- _Task details_
Give back the entire listing verbatim.

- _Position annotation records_

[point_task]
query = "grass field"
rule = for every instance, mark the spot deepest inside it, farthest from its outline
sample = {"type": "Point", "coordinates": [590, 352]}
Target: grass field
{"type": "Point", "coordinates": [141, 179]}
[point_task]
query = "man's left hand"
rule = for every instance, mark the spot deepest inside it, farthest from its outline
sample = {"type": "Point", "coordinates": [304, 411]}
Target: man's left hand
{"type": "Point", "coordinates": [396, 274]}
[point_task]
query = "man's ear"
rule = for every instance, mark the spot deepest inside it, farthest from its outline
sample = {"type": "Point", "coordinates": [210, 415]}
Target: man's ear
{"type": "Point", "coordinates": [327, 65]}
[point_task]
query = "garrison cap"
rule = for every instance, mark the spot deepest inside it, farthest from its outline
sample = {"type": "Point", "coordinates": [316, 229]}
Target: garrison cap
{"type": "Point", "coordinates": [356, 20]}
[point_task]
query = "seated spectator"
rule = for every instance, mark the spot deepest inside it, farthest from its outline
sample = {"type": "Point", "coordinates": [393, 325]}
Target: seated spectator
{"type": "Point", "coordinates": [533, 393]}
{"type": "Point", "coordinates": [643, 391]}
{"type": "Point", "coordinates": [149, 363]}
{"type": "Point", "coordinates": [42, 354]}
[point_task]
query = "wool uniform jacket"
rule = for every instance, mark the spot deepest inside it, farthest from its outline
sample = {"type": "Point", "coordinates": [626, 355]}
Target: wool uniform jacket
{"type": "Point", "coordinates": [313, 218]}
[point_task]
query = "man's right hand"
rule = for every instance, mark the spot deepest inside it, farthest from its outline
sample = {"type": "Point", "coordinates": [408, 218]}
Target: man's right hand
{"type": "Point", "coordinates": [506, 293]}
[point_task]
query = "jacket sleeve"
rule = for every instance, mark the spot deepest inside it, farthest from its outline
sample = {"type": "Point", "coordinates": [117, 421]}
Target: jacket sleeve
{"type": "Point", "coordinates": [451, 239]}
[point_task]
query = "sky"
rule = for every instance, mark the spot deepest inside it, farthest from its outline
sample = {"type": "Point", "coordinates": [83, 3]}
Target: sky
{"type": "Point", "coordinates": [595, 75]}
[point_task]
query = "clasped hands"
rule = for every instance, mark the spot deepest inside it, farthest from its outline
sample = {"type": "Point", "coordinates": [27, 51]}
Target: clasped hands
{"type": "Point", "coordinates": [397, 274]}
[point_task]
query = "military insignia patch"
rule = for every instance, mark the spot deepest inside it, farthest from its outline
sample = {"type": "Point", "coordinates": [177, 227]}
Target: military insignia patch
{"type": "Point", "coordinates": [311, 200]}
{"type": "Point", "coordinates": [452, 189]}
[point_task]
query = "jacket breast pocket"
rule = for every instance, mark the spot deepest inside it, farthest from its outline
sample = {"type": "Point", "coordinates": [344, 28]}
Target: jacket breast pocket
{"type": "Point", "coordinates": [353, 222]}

- _Answer below_
[point_task]
query = "grass field"
rule = for every instance, mark the spot deepest inside it, farthest from its outline
sample = {"type": "Point", "coordinates": [590, 352]}
Target: grass field
{"type": "Point", "coordinates": [141, 179]}
[point_task]
query = "man's left hand"
rule = for every instance, mark the spot deepest inside it, farthest from its outline
sample = {"type": "Point", "coordinates": [304, 411]}
Target: man's left hand
{"type": "Point", "coordinates": [396, 274]}
[point_task]
query = "man's ear"
rule = for every instance, mark the spot deepest inside it, farthest from its outline
sample = {"type": "Point", "coordinates": [210, 415]}
Target: man's ear
{"type": "Point", "coordinates": [327, 65]}
[point_task]
query = "garrison cap"
rule = for every instance, mark the spot deepest inside it, farthest from its outline
sample = {"type": "Point", "coordinates": [316, 229]}
Target: garrison cap
{"type": "Point", "coordinates": [356, 20]}
[point_task]
query = "seated spectator"
rule = for every instance, mark the spot deepest inside it, farthest from its outline
sample = {"type": "Point", "coordinates": [393, 325]}
Target: seated spectator
{"type": "Point", "coordinates": [533, 393]}
{"type": "Point", "coordinates": [643, 391]}
{"type": "Point", "coordinates": [149, 363]}
{"type": "Point", "coordinates": [42, 354]}
[point_task]
query = "wool uniform jacket"
rule = for every instance, mark the spot deepest inside it, farthest from its outline
sample = {"type": "Point", "coordinates": [626, 355]}
Target: wool uniform jacket
{"type": "Point", "coordinates": [313, 218]}
[point_task]
query = "man's right hand"
rule = for every instance, mark the spot deepest inside it, farthest from its outline
sample = {"type": "Point", "coordinates": [408, 218]}
Target: man's right hand
{"type": "Point", "coordinates": [506, 293]}
[point_task]
query = "jacket sleeve"
rule = for every instance, mark the spot deepest inside it, farthest from its outline
sample = {"type": "Point", "coordinates": [117, 421]}
Target: jacket sleeve
{"type": "Point", "coordinates": [451, 239]}
[point_task]
query = "sky"
rule = for every instance, mark the spot deepest inside it, farthest from its outline
sample = {"type": "Point", "coordinates": [83, 3]}
Target: sky
{"type": "Point", "coordinates": [595, 75]}
[point_task]
query = "clasped hands"
rule = for every instance, mark the spot deepest inside it, farthest from its outline
sample = {"type": "Point", "coordinates": [27, 51]}
Target: clasped hands
{"type": "Point", "coordinates": [397, 274]}
[point_task]
query = "military insignia patch"
rule = for every instance, mark the spot deepest inside it, farthest from its outline
sample = {"type": "Point", "coordinates": [177, 227]}
Target: military insignia patch
{"type": "Point", "coordinates": [311, 200]}
{"type": "Point", "coordinates": [452, 189]}
[point_task]
query = "jacket breast pocket"
rule = for every instance, mark the spot deepest inside it, farthest from its outline
sample = {"type": "Point", "coordinates": [344, 28]}
Target: jacket breast pocket
{"type": "Point", "coordinates": [353, 222]}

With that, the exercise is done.